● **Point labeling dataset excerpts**
--- --- ---

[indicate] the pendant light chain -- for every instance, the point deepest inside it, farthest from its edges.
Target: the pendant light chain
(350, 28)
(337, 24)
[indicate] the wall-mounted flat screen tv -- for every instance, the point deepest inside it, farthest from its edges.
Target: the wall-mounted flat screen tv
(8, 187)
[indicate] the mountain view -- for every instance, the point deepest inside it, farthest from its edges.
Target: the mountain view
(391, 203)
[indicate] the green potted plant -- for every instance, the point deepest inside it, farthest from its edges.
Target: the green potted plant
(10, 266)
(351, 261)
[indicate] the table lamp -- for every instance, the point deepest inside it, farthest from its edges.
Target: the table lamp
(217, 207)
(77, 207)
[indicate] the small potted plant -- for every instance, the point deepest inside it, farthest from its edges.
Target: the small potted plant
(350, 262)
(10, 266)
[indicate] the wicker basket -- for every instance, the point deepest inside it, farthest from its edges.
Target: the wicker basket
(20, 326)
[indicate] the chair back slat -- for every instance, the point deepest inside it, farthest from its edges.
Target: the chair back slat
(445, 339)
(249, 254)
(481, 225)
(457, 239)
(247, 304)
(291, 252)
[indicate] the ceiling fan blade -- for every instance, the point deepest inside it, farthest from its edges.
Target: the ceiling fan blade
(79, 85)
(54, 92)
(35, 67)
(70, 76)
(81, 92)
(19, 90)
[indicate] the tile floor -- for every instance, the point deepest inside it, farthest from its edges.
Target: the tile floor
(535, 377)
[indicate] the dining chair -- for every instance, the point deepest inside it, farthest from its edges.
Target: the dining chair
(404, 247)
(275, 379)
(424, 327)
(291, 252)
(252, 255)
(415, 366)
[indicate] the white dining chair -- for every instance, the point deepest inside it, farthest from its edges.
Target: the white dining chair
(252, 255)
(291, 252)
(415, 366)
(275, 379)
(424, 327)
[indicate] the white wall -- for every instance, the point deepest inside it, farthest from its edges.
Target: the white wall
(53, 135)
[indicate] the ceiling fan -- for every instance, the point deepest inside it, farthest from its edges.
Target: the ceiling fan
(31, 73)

--- --- ---

● **Exercise objective**
Quote exactly what appears from the line containing "[indicate] the small" through the final line of the listing above, including both of those lines.

● **The output**
[indicate] the small potted plant -- for every instance, the point deepest inside it, farthest from its edges.
Target: the small potted plant
(350, 262)
(10, 266)
[indicate] the wicker basket -- for every instance, the point deepest inside it, farthest from its edges.
Target: the wicker basket
(20, 326)
[indicate] the chair back slat -- for every instance, the point deepest inside it, farthest from its edges.
Target: the chair back slat
(445, 339)
(249, 254)
(481, 225)
(457, 239)
(247, 304)
(291, 252)
[indicate] the ceiling fan blade -- for every instance, the point deepest inside it, farthest from its edges.
Target: the ceiling fan blade
(79, 85)
(54, 92)
(35, 67)
(70, 76)
(81, 92)
(19, 90)
[indicate] the tile floor -- for every instance, the point deepest inside it, farthest from its edges.
Target: the tile floor
(535, 377)
[indicate] the dining chair -- for every instance, the point deepest inside it, farthest from its edges.
Target: the dining chair
(404, 247)
(275, 379)
(424, 327)
(291, 252)
(252, 255)
(415, 366)
[indicate] the white dining chair -- for every instance, the point deepest inside it, farthest from its edges.
Target: the white dining chair
(252, 255)
(291, 252)
(415, 366)
(275, 379)
(424, 327)
[indicate] the white wall -- for every instance, the point deepest inside it, farthest from its edges.
Target: the white wall
(53, 135)
[indicate] the ceiling fan -- for every instance, the point deepest inside it, farthest from its edges.
Target: the ceiling fan
(31, 73)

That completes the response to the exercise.